Extracted text -
With Farrell I decided, Lois’s Probate Code section 17200 petition was finally heard. After hearing the arguments of counsel on April 27, 2009, the probate court ruled “that Manuel Farrell [is] a beneficiary of the [T]rust. And that his surviving spouse Lois does have standing to bring the petition that is before the Court.” Donald was ordered to prepare an accounting. On May 26, 2009, the court signed a written order to the foregoing effect. This appeal followed.

This court has jurisdiction to hear this appeal under Code of Civil Procedure section 904.1, subdivision (a)(10), and Probate Code sections 1304, subdivision (a), and 17200, subdivision (b)(4). “An appeal, other than in a limited civil case,... may be taken from any of the following:... (10) [f]rom an order made appealable by the provisions of the Probate Code or the Family Code.” (Code Civ. Proc., § 904.1, subd. (a)(10)). “With respect to a trust, the grant or denial of the following orders is appealable: (a) [a]ny final order under Chapter 3 (commencing with Section 17200)....” (Prob. Code, § 1304, subd. (a)). Section 17200, subdivision (b)(4), provides “[a]scertaining beneficiaries and determining to whom property shall pass or be delivered upon final or partial termination of the trust, to the extent the determination is not made by the trust instrument.”

III.

DISCUSSION

A. Court’s Authority to Issue the Challenged Order

Donald initially questions the trial court’s authority to issue its May 26, 2009 order because: (1) the order was issued a few days before the remittitur in Farrell I issued; and (2) the order was issued while Donald had a motion for judgment on the pleadings pending “that squarely addressed the legal issue presented.”

We conclude that Donald cannot now assert that the proceedings below were conducted in excess of jurisdiction, because he actively participated in the proceedings and expressly indicated to the court that it had the authority to proceed. When the matter was argued, Donald’s counsel stated, “[t]he case is at issue. And you have the pleadings in front of you, and you can make a ruling.” (See Alliance Bank v. Murray (1984) 161 Cal.App.3d 1, 9 [appearance at hearing and opposition to motion on merits constituted consent to exercise of jurisdiction in excess of court’s authority]; West Coast Constr. Co. v. Oceano Sanitary Dist. (1971) 17 Cal.App.3d 693, 699 [appellant was estopped to challenge the jurisdictional defect in the proceeding where he participated in the hearing].) Under general civil litigation principles, one who expressly agrees to an action at trial may not challenge that action on appeal. (Nevada County Office of Education v. Riles (1983) 149 Cal.App.3d 767, 779.)

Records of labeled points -
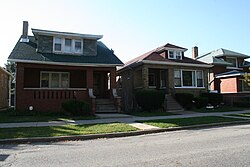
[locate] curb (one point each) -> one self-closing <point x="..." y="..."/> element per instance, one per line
<point x="114" y="135"/>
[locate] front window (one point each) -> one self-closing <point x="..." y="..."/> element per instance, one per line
<point x="188" y="78"/>
<point x="67" y="45"/>
<point x="54" y="80"/>
<point x="233" y="61"/>
<point x="58" y="44"/>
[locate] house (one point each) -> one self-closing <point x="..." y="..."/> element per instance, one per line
<point x="164" y="68"/>
<point x="5" y="83"/>
<point x="227" y="72"/>
<point x="53" y="67"/>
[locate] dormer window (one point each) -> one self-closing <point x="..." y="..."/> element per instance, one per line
<point x="67" y="45"/>
<point x="174" y="54"/>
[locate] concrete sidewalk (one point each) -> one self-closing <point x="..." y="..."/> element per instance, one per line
<point x="122" y="118"/>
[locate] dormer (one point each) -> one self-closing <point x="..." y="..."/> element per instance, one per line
<point x="172" y="52"/>
<point x="66" y="43"/>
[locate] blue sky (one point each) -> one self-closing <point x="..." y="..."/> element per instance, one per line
<point x="133" y="27"/>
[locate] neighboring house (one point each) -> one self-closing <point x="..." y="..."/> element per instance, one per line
<point x="227" y="72"/>
<point x="53" y="67"/>
<point x="5" y="83"/>
<point x="164" y="68"/>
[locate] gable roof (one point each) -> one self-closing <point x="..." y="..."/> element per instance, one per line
<point x="154" y="56"/>
<point x="26" y="52"/>
<point x="214" y="57"/>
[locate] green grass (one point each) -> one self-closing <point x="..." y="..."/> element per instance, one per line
<point x="15" y="116"/>
<point x="150" y="114"/>
<point x="67" y="130"/>
<point x="220" y="109"/>
<point x="176" y="122"/>
<point x="246" y="115"/>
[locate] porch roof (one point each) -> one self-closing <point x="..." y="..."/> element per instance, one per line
<point x="26" y="52"/>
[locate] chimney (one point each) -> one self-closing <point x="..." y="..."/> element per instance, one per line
<point x="194" y="52"/>
<point x="24" y="37"/>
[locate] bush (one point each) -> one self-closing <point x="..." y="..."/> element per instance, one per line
<point x="150" y="99"/>
<point x="201" y="102"/>
<point x="77" y="108"/>
<point x="213" y="98"/>
<point x="185" y="99"/>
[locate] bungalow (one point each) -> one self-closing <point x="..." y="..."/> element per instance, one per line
<point x="164" y="68"/>
<point x="227" y="72"/>
<point x="53" y="67"/>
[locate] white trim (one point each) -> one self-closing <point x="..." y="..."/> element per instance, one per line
<point x="175" y="64"/>
<point x="55" y="89"/>
<point x="65" y="63"/>
<point x="65" y="34"/>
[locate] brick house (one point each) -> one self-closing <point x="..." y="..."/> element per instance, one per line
<point x="53" y="66"/>
<point x="227" y="71"/>
<point x="164" y="68"/>
<point x="5" y="83"/>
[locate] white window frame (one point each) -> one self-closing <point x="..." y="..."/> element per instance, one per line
<point x="73" y="51"/>
<point x="177" y="57"/>
<point x="195" y="78"/>
<point x="50" y="79"/>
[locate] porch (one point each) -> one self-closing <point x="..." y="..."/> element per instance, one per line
<point x="46" y="87"/>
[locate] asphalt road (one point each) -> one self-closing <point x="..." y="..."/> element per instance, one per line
<point x="224" y="146"/>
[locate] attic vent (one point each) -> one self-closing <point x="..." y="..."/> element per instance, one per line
<point x="24" y="37"/>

Requirement - Reproduce everything in the appellate opinion excerpt from "With Farrell I" down to "This appeal followed.", swapping "accounting" for "inventory". The entries are separate material, unrelated to the appellate opinion excerpt.

Solution -
With Farrell I decided, Lois’s Probate Code section 17200 petition was finally heard. After hearing the arguments of counsel on April 27, 2009, the probate court ruled “that Manuel Farrell [is] a beneficiary of the [T]rust. And that his surviving spouse Lois does have standing to bring the petition that is before the Court.” Donald was ordered to prepare an inventory. On May 26, 2009, the court signed a written order to the foregoing effect. This appeal followed.